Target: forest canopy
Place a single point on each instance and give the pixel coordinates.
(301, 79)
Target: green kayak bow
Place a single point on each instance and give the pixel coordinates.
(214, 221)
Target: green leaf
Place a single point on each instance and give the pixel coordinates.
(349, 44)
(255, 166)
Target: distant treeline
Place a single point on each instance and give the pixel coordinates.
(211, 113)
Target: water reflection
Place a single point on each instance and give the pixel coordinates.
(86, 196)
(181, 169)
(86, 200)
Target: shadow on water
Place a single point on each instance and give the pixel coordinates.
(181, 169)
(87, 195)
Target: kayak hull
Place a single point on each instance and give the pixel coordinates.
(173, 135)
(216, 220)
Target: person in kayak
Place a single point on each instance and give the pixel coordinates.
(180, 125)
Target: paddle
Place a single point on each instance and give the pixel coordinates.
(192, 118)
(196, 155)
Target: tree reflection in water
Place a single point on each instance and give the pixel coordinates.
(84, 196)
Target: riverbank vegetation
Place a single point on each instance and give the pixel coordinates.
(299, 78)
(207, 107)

##############################

Probleembeschrijving:
Schrijf de regels van het materiaal ongewijzigd over. Begin bij de regel met "Target: kayak hull" en eindig bij de laatste regel van het materiaal.

Eindresultaat:
Target: kayak hull
Place a single point on each instance and give the pixel coordinates.
(173, 135)
(216, 220)
Target: person in kayak
Place a single point on each instance and give the pixel coordinates.
(180, 125)
Target: paddle
Place a single point on each instance and give the pixel coordinates.
(192, 118)
(196, 155)
Target: tree reflection in water
Place a single point on each instance and give the pixel coordinates.
(84, 196)
Target: riverbank vegetation
Place a single point on each instance and give the pixel coordinates.
(299, 78)
(207, 107)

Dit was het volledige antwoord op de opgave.